DATA EXCERPTS >>
===============

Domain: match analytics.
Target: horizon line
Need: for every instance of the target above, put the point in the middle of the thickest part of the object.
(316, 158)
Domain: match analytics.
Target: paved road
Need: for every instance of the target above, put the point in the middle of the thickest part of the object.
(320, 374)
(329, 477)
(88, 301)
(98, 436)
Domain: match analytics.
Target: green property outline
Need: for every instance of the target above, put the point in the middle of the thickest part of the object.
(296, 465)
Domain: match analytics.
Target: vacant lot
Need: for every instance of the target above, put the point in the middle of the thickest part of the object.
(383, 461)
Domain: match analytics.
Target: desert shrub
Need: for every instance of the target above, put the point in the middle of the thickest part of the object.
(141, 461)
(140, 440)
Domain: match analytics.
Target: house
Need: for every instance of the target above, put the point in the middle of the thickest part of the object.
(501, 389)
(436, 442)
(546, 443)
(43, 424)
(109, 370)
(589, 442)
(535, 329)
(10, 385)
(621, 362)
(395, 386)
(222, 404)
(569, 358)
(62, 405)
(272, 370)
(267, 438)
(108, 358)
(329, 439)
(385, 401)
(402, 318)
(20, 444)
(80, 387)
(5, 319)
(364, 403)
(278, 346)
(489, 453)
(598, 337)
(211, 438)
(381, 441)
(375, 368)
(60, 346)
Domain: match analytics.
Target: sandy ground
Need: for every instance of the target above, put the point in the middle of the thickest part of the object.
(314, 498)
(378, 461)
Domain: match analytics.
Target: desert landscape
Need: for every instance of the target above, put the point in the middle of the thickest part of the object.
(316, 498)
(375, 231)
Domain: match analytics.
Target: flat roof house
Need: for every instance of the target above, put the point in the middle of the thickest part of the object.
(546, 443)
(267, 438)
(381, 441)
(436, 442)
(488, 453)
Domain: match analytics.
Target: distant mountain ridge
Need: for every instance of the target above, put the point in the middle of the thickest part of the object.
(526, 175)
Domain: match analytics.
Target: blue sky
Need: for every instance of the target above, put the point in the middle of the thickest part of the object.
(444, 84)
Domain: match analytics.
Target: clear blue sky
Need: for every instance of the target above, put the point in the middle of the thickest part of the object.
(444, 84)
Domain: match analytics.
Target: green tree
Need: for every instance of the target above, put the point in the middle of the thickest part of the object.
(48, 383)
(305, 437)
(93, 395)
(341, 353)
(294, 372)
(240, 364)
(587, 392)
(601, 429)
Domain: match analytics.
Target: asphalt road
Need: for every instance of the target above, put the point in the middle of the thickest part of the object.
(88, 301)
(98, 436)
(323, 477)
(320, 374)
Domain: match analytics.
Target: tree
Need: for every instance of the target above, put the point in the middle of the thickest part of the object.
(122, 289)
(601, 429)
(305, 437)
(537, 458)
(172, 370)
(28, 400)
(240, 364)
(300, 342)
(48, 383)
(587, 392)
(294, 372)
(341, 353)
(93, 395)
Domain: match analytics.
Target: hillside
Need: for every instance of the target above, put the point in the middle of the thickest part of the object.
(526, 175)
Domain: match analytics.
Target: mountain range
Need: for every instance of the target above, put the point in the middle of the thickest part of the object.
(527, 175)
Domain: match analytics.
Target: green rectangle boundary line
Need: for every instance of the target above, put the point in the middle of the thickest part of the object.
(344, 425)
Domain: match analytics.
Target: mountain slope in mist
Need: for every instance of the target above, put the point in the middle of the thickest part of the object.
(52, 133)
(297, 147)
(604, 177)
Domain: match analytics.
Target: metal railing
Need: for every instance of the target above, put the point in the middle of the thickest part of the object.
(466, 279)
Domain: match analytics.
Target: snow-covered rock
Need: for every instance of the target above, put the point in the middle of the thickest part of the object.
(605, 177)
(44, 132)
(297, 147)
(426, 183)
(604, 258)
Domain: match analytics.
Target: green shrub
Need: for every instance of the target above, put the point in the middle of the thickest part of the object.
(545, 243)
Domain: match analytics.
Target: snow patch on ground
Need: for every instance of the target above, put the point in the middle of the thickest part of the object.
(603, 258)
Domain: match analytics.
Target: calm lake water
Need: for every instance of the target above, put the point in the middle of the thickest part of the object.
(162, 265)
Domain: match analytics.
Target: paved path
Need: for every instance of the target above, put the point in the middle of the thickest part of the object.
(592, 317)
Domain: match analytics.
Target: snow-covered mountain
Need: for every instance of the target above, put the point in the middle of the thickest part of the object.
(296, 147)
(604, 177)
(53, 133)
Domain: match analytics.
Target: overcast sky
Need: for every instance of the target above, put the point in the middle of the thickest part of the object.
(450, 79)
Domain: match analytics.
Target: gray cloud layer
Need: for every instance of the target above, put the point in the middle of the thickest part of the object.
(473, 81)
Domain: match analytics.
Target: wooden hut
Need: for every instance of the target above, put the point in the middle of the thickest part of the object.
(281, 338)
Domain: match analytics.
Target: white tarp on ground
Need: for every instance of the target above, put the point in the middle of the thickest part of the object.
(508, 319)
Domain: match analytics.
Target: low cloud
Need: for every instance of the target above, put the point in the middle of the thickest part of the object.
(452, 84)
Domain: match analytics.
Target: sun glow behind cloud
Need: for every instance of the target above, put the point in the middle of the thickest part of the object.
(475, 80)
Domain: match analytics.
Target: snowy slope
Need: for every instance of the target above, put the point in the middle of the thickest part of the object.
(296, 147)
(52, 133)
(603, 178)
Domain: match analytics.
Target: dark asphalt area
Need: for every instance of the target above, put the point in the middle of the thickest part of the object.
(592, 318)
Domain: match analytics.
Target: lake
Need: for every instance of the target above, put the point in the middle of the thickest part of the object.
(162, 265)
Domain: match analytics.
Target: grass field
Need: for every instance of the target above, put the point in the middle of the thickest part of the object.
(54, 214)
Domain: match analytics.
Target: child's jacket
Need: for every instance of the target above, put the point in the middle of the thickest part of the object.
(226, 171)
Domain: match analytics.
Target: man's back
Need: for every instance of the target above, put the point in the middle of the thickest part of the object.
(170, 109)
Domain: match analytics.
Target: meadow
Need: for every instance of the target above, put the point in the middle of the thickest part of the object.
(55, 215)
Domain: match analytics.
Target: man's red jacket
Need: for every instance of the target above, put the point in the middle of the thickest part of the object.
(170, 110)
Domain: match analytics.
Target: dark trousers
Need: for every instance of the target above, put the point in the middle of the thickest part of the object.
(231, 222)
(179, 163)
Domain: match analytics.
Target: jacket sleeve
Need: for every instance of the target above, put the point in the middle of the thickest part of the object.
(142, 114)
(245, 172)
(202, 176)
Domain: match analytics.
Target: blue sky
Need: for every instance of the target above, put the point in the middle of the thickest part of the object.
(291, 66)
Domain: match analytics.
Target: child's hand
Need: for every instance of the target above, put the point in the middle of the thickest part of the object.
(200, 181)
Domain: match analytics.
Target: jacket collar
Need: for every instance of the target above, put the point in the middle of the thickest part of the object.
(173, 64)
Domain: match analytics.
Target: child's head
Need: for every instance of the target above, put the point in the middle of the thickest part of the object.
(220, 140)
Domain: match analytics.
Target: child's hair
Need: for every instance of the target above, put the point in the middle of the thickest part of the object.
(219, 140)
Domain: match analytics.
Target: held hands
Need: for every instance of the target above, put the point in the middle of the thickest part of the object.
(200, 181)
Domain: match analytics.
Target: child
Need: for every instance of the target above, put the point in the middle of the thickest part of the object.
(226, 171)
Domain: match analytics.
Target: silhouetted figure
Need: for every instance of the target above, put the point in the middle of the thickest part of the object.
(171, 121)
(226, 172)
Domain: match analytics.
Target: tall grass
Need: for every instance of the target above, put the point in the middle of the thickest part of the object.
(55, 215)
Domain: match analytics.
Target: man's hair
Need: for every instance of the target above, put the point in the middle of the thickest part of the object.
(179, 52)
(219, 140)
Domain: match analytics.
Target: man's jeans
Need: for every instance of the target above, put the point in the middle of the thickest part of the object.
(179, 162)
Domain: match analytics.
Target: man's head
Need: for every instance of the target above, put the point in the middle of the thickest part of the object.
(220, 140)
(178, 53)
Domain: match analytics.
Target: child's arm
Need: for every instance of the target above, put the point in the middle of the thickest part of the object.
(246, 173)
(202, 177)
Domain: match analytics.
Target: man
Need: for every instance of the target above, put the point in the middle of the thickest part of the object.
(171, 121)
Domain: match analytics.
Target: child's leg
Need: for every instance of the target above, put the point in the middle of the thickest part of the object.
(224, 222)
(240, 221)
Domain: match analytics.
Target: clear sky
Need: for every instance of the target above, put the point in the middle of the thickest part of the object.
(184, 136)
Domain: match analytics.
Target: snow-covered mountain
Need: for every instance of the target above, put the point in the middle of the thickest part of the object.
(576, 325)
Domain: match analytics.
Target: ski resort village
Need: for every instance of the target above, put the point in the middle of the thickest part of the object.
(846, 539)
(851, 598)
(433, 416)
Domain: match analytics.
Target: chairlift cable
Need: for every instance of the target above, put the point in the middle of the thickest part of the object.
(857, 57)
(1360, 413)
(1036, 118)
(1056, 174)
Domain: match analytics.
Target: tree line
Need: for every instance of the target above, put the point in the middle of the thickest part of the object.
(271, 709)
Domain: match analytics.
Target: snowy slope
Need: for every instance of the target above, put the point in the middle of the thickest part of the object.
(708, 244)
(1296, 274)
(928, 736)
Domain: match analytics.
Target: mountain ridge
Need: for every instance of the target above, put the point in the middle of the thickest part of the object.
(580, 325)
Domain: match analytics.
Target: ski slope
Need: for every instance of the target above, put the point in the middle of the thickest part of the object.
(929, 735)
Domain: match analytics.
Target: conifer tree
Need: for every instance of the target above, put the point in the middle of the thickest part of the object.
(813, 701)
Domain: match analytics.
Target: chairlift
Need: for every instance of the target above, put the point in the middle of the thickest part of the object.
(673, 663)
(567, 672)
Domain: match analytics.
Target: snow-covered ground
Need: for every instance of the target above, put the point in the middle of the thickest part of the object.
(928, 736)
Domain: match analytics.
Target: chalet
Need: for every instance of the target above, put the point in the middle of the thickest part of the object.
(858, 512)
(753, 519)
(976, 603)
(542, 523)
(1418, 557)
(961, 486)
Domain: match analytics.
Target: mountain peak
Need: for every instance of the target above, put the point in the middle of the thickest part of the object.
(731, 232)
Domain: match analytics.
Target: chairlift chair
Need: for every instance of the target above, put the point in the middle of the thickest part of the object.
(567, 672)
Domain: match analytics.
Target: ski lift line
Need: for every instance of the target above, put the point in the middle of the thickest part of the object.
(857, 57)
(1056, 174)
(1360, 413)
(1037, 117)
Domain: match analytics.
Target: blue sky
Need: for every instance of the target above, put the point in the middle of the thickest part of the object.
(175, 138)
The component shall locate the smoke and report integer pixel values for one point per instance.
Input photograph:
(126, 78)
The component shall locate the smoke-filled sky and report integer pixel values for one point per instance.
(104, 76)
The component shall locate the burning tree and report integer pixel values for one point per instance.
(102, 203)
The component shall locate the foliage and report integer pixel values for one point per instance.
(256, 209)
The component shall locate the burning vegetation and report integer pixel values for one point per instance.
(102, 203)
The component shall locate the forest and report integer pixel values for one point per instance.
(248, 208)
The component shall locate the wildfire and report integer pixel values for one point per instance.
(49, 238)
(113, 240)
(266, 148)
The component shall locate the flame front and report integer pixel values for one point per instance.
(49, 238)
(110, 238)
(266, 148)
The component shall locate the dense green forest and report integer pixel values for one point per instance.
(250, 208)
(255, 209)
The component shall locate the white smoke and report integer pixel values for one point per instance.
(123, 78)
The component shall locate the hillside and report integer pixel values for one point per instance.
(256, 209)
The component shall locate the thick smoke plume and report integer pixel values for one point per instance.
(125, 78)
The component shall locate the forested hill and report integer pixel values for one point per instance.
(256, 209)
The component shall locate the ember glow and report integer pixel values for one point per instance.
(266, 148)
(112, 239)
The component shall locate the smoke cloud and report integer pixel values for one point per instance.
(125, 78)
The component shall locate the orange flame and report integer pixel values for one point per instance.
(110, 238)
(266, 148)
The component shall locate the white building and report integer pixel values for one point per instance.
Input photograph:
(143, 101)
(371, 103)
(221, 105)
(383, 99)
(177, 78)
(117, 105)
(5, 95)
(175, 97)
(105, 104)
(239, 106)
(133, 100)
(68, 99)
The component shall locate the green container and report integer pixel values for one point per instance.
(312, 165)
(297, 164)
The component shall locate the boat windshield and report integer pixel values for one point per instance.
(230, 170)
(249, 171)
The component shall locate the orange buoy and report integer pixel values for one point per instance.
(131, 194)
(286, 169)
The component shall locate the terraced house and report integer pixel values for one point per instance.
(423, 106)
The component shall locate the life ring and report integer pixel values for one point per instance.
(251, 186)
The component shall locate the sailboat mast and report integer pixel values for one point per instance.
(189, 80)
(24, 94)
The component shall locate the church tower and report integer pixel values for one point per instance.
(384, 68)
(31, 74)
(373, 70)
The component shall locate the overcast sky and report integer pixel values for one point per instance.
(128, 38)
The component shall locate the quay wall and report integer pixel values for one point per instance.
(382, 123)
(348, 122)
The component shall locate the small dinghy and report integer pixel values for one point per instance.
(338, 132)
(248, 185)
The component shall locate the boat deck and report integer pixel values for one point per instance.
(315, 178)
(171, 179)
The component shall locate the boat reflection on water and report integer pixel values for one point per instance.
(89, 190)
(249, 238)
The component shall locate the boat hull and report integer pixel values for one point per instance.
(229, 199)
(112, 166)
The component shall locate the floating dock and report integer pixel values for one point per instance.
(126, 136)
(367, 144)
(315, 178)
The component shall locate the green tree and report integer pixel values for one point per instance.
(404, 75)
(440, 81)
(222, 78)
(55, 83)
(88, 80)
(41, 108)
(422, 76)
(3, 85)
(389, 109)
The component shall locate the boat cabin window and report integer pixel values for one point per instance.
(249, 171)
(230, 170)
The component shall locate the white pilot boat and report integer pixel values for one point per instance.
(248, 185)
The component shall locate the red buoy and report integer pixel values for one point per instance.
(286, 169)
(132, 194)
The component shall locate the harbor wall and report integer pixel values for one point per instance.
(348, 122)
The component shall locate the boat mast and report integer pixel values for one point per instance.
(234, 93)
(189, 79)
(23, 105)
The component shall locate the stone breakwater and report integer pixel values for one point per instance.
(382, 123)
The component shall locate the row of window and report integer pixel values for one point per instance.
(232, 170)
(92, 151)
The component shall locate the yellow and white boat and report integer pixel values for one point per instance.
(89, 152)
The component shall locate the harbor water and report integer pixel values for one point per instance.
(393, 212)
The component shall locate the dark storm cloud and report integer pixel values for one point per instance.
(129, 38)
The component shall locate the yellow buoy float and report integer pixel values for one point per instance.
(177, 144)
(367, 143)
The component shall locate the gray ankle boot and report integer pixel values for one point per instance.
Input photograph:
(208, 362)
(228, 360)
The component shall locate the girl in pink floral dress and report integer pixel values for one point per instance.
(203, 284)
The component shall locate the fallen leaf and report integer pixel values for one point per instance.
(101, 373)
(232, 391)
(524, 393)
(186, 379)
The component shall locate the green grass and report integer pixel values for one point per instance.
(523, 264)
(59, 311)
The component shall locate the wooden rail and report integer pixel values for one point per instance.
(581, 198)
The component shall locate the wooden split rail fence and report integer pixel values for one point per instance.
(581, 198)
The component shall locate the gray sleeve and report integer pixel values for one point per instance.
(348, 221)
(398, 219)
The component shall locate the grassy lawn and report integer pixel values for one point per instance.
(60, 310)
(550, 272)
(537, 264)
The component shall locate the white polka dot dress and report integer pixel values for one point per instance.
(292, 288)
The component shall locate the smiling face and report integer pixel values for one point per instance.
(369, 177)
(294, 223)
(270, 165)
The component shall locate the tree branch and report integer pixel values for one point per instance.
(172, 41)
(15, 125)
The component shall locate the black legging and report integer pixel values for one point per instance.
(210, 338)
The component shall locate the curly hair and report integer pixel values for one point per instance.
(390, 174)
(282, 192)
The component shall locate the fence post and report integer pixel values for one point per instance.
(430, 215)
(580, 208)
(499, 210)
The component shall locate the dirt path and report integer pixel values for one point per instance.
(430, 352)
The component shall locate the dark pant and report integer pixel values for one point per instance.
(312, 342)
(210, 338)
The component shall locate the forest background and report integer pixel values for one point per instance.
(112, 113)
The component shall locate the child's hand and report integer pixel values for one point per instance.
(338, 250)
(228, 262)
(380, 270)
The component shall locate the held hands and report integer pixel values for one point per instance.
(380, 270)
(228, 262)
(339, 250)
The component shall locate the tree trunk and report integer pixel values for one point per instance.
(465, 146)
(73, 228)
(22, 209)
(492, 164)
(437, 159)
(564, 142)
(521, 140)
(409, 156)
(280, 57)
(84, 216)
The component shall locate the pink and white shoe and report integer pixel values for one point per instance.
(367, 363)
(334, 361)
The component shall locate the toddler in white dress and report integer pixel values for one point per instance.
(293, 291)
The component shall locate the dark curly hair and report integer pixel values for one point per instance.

===============

ACTION ITEM >>
Work out how many lines of the material contain "chairlift". Reply with that number only.

OUTPUT OF THE TASK >>
3